━━━ Texte extrait
Et ce n’était que le début. »

Jacques Olivier Bosco est l’auteur de l’excellent « Aimer et laisser mourir » et du très recommandable « Le cramé » parus chez les remarquables Editions JIGAL.

Le lecteur (re)découvre Lucas Murneau qui aime et laisse mourir.
Lucas Murneau, dit « Le Maudit » en cavale en Amérique du Sud.
Une femme, Angelina, laissée pour (mauvais) comptes sur la Côte d’Azur et une fille jamais vue.
Lucas Murneau est un tueur à gages avec des principes : ne pas toucher aux femmes et aux enfants…premier bon point.
Lucas Murneau est un tueur professionnel avec des lectures : Nietzsche et Jack London…deuxième bon point.

Lucas Murneau tue à tours de bras en Colombie. Il est riche et seul.
Il envisage de rentrer en France pour enfin voir sa fille et sa petite fille de trois ans.
Lucas Murneau a du coeur…troisième bon point.

Un « héros » aimable donc qui veut « se ranger des voitures » comme on dit dans le milieu.

Oui mais voilà qu’une horrible bavure va réveiller la bête qui tente de sommeiller chez notre héros.

Sa fille et sa petite fille sont atrocement massacrées par une bande de truands niçois.
Rappel : Lucas Murneau est un tueur à gages avec des principes : ne pas toucher aux femmes et aux enfants…

A Nice règne le clan des Ranzotti mené d’un main de fer par le patriarche Franco.
La famille Ranzotti magouille avec la mafia italienne et sicilienne.
La bavure c’est eux…

C’est un polar sur le code d’honneur, la vengeance , l’omerta et la vendetta.
Avec sa panoplie de grosses berlines, de femmes allumeuses (Sofia la petite comtesse sort du lot), de gros calibres, de montres en or et de lunettes noires.

Ici ça flingue à toutes les pages entre de très belles scènes décoratives à la Baie des Anges, la Promenade des Anglais, la Place Garibaldi.
Bosco aime son Nice.

L’écriture de Bosco est encore et toujours efficace, énergique et remuante.
Tout va très vite et le lecteur reste bien accroché jusqu’au bout.

En fond d’écran défilent les films « Le Clan des Siciliens », « Deux hommes dans la ville » ou « Le deuxième souffle ».

Bosco affiche son admiration pour l’écrivain, scénariste et réalisateur José Giovanni… »son maître ».
Hommage très discutable quand on connaît le trouble passé de Giovanni pendant la deuxième guerre mondiale…

Voilà un polar qui devrait plaire aux amateurs de sensations fortes.
━━━━━━
━━━ Enregistrements fournis
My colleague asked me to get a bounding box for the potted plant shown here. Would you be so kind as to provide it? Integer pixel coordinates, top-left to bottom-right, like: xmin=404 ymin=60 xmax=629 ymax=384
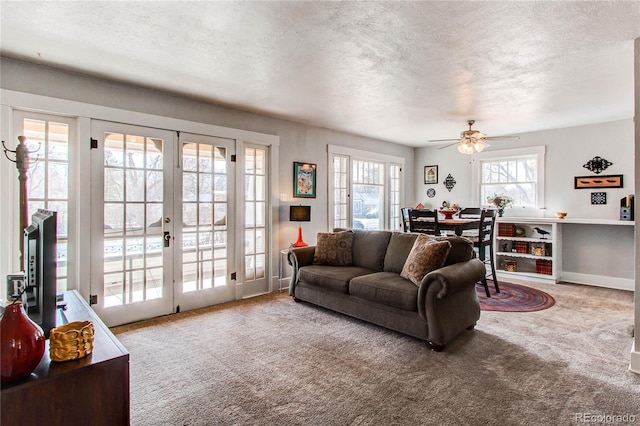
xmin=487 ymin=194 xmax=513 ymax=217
━━━━━━
━━━ Enregistrements fournis
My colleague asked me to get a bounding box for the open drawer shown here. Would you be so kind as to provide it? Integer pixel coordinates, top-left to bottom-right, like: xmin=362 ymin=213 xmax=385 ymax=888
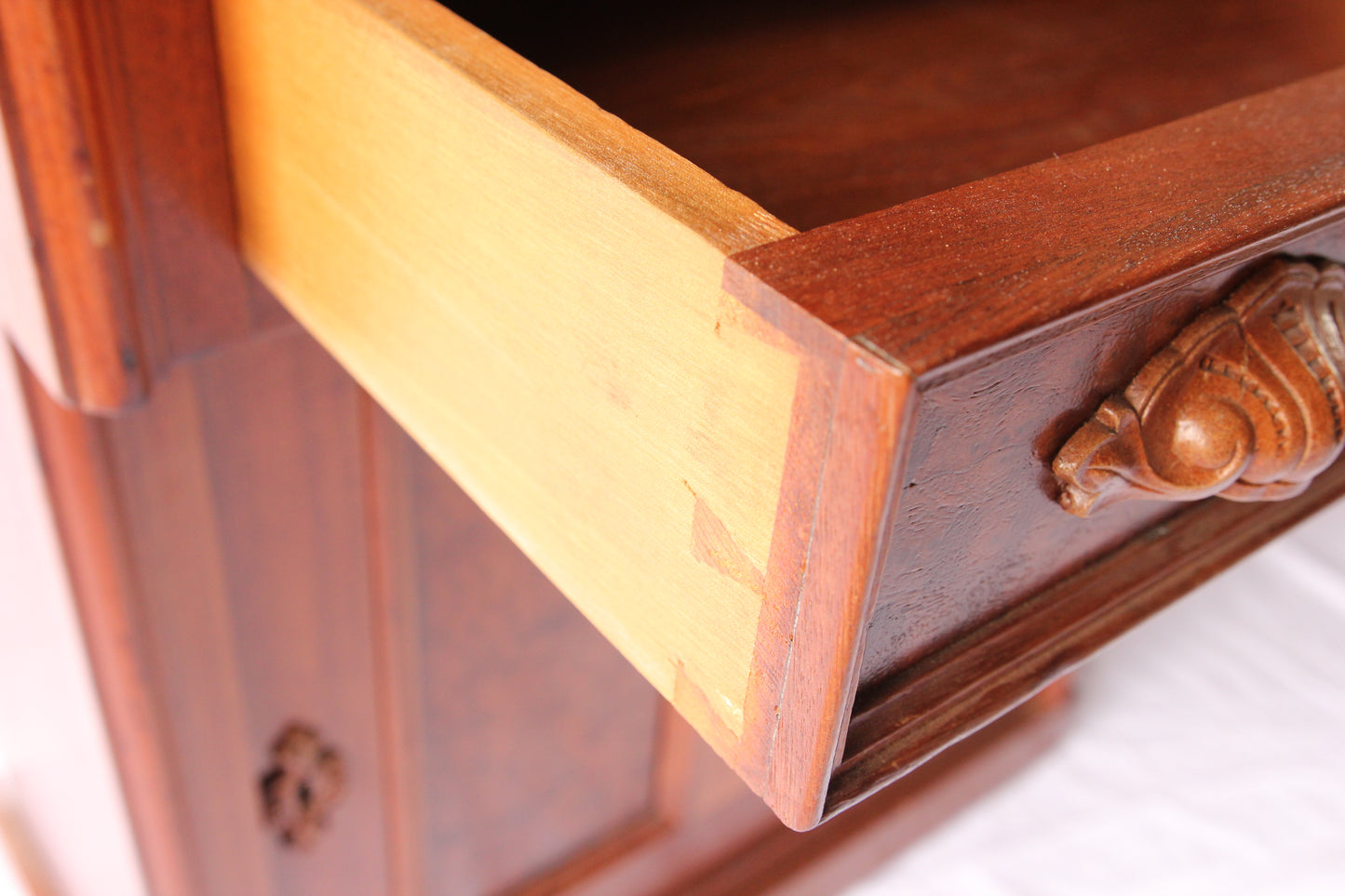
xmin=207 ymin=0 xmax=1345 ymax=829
━━━━━━
Objectif 1: Dans la critique, quels auteurs Lucas Murneau lit-il ?
Objectif 2: D'après la critique, pourquoi l'hommage de Bosco à José Giovanni est-il jugé très discutable ?
Objectif 3: Citez, s'il vous plaît, le passage de la critique qui va de « Et ce n’était » jusqu'à « London…deuxième bon point. ».
Les enregistrements fournis ne sont pas nécessaires.

Résultat attendu 1: Nietzsche et Jack London.

Résultat attendu 2: Il est jugé très discutable à cause du passé trouble de Giovanni pendant la deuxième guerre mondiale.

Résultat attendu 3:
Et ce n’était que le début. »

Jacques Olivier Bosco est l’auteur de l’excellent « Aimer et laisser mourir » et du très recommandable « Le cramé » parus chez les remarquables Editions JIGAL.

Le lecteur (re)découvre Lucas Murneau qui aime et laisse mourir.
Lucas Murneau, dit « Le Maudit » en cavale en Amérique du Sud.
Une femme, Angelina, laissée pour (mauvais) comptes sur la Côte d’Azur et une fille jamais vue.
Lucas Murneau est un tueur à gages avec des principes : ne pas toucher aux femmes et aux enfants…premier bon point.
Lucas Murneau est un tueur professionnel avec des lectures : Nietzsche et Jack London…deuxième bon point.